Instructions to follow
Of the lines in the data below, write out exactly those from the one holding "[[207, 528], [325, 429]]" through the one holding "[[110, 296], [52, 9], [90, 464], [499, 287]]", both included.

::::

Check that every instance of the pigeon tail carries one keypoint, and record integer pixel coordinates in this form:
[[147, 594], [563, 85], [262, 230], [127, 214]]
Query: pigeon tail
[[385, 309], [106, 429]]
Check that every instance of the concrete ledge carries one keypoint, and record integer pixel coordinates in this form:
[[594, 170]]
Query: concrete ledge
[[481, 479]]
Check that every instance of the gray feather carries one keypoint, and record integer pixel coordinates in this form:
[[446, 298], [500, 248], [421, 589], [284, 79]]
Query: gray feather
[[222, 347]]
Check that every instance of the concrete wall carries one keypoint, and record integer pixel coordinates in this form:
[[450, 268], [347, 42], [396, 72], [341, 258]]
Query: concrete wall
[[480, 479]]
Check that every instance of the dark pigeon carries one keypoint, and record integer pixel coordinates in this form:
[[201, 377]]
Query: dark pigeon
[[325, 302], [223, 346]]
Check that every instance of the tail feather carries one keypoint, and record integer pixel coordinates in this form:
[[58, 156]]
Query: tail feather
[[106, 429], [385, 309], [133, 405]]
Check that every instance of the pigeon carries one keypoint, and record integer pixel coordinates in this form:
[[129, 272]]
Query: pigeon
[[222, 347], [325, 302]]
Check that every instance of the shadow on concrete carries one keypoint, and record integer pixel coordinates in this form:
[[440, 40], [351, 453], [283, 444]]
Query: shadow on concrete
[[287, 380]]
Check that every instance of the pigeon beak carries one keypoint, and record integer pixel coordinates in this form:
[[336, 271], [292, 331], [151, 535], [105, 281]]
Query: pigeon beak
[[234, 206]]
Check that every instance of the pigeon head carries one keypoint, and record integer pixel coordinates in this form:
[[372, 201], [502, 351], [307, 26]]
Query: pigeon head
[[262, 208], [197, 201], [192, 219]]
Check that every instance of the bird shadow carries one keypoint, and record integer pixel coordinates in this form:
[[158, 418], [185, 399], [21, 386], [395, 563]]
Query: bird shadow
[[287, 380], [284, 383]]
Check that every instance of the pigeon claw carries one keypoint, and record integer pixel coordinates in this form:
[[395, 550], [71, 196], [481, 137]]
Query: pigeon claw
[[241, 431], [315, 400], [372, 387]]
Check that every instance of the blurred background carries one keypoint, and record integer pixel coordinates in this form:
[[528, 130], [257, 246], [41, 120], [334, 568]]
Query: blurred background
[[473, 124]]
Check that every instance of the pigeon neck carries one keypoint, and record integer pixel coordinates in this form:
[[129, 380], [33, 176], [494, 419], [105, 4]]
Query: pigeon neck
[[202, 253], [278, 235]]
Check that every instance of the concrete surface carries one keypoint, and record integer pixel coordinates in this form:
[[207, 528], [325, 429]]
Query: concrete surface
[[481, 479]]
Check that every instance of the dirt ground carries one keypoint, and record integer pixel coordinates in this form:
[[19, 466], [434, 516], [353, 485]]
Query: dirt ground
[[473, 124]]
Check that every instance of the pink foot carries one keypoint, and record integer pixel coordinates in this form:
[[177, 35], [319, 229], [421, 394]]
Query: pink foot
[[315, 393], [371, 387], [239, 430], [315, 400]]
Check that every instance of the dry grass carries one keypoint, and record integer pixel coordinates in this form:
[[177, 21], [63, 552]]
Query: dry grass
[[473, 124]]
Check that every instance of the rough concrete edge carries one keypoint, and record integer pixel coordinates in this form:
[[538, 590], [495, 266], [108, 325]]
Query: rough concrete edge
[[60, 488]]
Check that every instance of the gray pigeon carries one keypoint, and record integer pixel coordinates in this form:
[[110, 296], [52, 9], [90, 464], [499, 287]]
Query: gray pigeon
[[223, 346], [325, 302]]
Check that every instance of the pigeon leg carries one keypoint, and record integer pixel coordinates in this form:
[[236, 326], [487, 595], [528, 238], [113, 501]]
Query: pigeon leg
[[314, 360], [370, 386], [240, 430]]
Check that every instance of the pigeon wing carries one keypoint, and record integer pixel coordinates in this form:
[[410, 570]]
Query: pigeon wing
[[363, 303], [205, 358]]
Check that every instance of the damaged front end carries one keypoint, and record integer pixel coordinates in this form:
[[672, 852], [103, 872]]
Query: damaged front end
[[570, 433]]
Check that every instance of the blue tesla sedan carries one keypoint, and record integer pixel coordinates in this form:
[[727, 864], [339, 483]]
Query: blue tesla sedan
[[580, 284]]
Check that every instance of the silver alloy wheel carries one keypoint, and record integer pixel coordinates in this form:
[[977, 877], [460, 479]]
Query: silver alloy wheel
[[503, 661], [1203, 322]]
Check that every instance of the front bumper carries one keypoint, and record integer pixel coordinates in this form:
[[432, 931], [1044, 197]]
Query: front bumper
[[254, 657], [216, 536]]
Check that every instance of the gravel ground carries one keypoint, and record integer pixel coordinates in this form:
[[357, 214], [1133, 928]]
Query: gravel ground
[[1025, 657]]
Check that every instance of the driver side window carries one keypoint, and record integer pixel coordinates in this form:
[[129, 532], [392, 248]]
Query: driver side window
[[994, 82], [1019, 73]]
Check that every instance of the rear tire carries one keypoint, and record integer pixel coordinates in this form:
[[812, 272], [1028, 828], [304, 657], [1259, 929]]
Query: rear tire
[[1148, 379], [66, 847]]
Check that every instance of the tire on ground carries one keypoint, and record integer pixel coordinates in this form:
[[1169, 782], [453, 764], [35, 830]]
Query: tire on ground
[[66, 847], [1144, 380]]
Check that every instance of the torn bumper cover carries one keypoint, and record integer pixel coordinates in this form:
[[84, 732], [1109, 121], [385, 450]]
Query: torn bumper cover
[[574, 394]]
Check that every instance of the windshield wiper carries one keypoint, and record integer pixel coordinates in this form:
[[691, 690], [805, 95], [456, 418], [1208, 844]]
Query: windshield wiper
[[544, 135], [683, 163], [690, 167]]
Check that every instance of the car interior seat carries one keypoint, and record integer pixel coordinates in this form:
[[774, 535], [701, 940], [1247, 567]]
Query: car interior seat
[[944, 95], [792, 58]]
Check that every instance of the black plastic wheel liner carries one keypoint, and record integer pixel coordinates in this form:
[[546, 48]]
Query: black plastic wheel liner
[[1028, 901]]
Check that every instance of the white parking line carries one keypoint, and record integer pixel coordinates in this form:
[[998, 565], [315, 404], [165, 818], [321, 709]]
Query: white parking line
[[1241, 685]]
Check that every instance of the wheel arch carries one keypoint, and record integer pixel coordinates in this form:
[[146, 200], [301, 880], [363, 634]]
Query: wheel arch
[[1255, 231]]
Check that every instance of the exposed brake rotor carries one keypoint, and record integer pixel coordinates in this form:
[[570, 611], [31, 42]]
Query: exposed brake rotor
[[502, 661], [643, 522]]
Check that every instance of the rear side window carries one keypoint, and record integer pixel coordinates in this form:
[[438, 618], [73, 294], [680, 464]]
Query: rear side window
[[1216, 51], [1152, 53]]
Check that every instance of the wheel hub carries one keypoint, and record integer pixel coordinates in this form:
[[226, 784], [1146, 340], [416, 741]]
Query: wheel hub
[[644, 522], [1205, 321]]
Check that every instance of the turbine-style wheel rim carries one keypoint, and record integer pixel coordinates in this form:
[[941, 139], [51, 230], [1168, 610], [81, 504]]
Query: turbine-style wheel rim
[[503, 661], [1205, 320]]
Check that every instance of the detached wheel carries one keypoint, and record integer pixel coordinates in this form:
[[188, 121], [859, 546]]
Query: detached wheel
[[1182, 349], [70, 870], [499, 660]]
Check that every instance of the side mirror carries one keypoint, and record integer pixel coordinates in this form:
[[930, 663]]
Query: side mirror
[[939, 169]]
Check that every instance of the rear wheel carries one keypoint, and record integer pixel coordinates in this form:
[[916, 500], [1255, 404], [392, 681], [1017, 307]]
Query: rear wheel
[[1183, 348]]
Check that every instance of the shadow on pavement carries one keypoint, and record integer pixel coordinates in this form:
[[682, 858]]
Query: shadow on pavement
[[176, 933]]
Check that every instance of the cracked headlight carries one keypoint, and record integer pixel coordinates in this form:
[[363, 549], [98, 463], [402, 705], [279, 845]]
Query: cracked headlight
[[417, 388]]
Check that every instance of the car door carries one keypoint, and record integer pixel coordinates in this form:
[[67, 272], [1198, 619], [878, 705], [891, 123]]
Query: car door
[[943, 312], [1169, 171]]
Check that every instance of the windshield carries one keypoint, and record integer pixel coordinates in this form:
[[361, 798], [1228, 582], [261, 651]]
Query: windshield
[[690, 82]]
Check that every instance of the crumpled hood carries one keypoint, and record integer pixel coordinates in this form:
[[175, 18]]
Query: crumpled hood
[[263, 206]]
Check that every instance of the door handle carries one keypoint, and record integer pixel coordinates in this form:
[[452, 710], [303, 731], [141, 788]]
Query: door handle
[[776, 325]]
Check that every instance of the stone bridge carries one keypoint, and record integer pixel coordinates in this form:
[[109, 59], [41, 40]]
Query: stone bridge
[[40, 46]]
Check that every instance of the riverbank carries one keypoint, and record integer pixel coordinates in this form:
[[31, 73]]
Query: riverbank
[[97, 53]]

::::

Answer box
[[207, 528], [325, 429]]
Query: concrete surface
[[481, 479]]
Check that every instance of the dirt ground carries one keypoint, and record integer pixel coordinates in this form:
[[19, 466], [434, 516], [353, 485]]
Query: dirt ground
[[473, 124]]
Check that every instance of the pink foot carries one keypoint, and record integer pixel coordinates in this form:
[[177, 35], [319, 229], [421, 394]]
Query: pink foot
[[315, 393], [371, 387], [239, 430], [315, 400]]
Check that every instance of the dry grass carries one keypoint, and record integer pixel coordinates in this form:
[[177, 21], [63, 552]]
Query: dry grass
[[473, 124]]
Check that every instance of the rough concrete edge carries one keypoint, and record integer pixel coordinates in this form:
[[538, 590], [495, 266], [108, 325]]
Query: rough concrete edge
[[60, 488]]
Check that every instance of the gray pigeon carries one keypoint, and record integer pixel coordinates in this form:
[[110, 296], [52, 9], [90, 464], [499, 287]]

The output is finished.